DATA EXTRACTS Block Start

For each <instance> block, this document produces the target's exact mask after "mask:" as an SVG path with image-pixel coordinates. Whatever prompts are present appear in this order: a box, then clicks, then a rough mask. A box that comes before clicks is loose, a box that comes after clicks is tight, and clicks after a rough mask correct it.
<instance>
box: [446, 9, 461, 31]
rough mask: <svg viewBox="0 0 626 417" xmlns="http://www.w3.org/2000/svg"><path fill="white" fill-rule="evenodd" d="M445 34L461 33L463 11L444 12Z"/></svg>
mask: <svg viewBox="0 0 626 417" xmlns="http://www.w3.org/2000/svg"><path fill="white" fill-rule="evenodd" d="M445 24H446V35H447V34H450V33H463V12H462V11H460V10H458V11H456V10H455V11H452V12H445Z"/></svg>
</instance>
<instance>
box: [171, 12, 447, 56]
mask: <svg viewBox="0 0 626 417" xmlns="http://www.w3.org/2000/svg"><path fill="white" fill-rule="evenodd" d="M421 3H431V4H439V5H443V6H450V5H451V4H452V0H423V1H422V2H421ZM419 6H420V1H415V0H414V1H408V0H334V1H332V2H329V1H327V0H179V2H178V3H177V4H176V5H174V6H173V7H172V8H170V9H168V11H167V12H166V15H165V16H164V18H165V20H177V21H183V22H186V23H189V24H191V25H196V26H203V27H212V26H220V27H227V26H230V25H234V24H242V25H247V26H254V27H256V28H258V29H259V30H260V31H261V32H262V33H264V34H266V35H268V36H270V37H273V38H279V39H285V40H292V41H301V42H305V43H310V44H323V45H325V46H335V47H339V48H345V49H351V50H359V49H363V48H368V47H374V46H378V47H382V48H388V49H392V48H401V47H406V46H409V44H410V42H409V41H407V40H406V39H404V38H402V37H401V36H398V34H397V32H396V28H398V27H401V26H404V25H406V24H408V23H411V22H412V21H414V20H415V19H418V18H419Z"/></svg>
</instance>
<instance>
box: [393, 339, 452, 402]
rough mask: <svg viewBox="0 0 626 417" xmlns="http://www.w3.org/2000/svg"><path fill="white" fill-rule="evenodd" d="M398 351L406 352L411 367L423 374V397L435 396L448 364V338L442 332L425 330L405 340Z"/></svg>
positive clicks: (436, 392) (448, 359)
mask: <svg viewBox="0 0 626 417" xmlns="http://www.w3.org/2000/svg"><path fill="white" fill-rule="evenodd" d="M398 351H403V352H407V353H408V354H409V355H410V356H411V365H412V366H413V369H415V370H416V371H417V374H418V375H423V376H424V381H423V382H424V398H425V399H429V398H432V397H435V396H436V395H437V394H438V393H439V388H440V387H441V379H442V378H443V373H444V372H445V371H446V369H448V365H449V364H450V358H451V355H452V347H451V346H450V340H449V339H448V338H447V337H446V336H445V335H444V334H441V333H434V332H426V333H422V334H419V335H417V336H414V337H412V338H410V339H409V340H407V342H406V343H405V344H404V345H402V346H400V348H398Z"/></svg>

DATA EXTRACTS Block End

*PROBLEM DESCRIPTION:* Reproduce every line of the listing above verbatim, with no changes.

*TASK RESPONSE:*
For each <instance> block, this document produces the target's exact mask after "mask:" as an SVG path with image-pixel coordinates. Whatever prompts are present appear in this order: a box, then clicks, then a rough mask. A box that comes before clicks is loose, a box that comes after clicks is tight, and clicks after a rough mask correct it.
<instance>
box: [446, 9, 461, 31]
rough mask: <svg viewBox="0 0 626 417" xmlns="http://www.w3.org/2000/svg"><path fill="white" fill-rule="evenodd" d="M445 34L461 33L463 11L444 12Z"/></svg>
mask: <svg viewBox="0 0 626 417" xmlns="http://www.w3.org/2000/svg"><path fill="white" fill-rule="evenodd" d="M445 24H446V35H447V34H450V33H463V12H462V11H460V10H458V11H456V10H455V11H452V12H445Z"/></svg>
</instance>
<instance>
box: [171, 12, 447, 56]
mask: <svg viewBox="0 0 626 417" xmlns="http://www.w3.org/2000/svg"><path fill="white" fill-rule="evenodd" d="M421 3H431V4H439V5H443V6H450V5H451V4H452V0H423V1H422V2H421ZM419 6H420V1H415V0H414V1H408V0H334V1H332V2H329V1H327V0H179V2H178V3H177V4H176V5H174V6H173V7H172V8H170V9H168V11H167V12H166V15H165V16H164V18H165V20H177V21H183V22H186V23H189V24H191V25H196V26H203V27H212V26H220V27H227V26H230V25H234V24H242V25H247V26H254V27H256V28H258V29H259V30H260V31H261V32H262V33H264V34H266V35H268V36H270V37H273V38H279V39H285V40H292V41H301V42H305V43H310V44H323V45H325V46H335V47H339V48H345V49H351V50H359V49H363V48H368V47H374V46H378V47H382V48H388V49H392V48H401V47H406V46H409V44H410V42H409V41H407V40H406V39H404V38H402V37H401V36H398V34H397V32H396V28H398V27H401V26H404V25H406V24H408V23H411V22H412V21H414V20H415V19H418V18H419Z"/></svg>
</instance>
<instance>
box: [393, 339, 452, 402]
rough mask: <svg viewBox="0 0 626 417" xmlns="http://www.w3.org/2000/svg"><path fill="white" fill-rule="evenodd" d="M398 351L406 352L411 367L423 374V397L435 396L448 364V338L442 332L425 330L405 340Z"/></svg>
positive clicks: (436, 392) (448, 359)
mask: <svg viewBox="0 0 626 417" xmlns="http://www.w3.org/2000/svg"><path fill="white" fill-rule="evenodd" d="M398 351H403V352H407V353H408V354H409V355H410V356H411V365H412V366H413V369H415V370H416V371H417V374H418V375H423V376H424V381H423V382H424V398H425V399H429V398H432V397H435V396H436V395H437V394H438V393H439V388H440V387H441V379H442V378H443V373H444V372H445V371H446V369H448V365H449V364H450V358H451V355H452V347H451V346H450V340H449V339H448V338H447V337H446V336H445V335H444V334H441V333H434V332H426V333H422V334H419V335H417V336H414V337H412V338H410V339H409V340H407V342H406V343H405V344H404V345H402V346H400V348H398Z"/></svg>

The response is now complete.